[Start Data in this exercise]
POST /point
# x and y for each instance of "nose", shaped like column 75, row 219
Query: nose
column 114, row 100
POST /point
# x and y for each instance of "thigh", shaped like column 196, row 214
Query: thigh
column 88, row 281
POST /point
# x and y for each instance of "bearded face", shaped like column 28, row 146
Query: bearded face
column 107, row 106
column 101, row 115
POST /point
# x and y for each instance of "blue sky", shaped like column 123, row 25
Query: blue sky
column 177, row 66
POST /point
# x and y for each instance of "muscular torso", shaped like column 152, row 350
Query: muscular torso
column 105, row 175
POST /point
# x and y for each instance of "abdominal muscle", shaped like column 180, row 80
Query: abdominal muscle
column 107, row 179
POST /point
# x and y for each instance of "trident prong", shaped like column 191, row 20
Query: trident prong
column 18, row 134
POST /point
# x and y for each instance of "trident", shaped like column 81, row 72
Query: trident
[End Data in this exercise]
* **Aim**: Render every line of the records above as a numbered list, leaving out any blank lines.

* **Answer for the task**:
1. POST /point
2. # x and y for each instance of "nose", shaped like column 75, row 219
3. Query: nose
4. column 114, row 100
5. POST /point
6. # x and y for each instance of "thigh", shaped like column 196, row 214
7. Query: thigh
8. column 88, row 281
9. POST /point
10. # x and y for each instance of "bearded face", shaped like column 28, row 146
11. Query: bearded face
12. column 107, row 106
13. column 101, row 115
14. POST /point
15. # x and y for each instance of "blue sky", shaped like column 123, row 25
16. Query: blue sky
17. column 177, row 66
18. POST /point
19. # x and y for each instance of "muscular torso", shaped like column 152, row 350
20. Query: muscular torso
21. column 105, row 175
22. POST /point
23. # x and y for each instance of "abdominal muscle", shaped like column 180, row 80
24. Query: abdominal muscle
25. column 107, row 179
26. POST /point
27. # x and y for each instance of "trident prong", shaped like column 191, row 20
28. Query: trident prong
29. column 18, row 134
30. POST /point
31. # x and y for each instance of "trident", shaped like column 81, row 72
32. Query: trident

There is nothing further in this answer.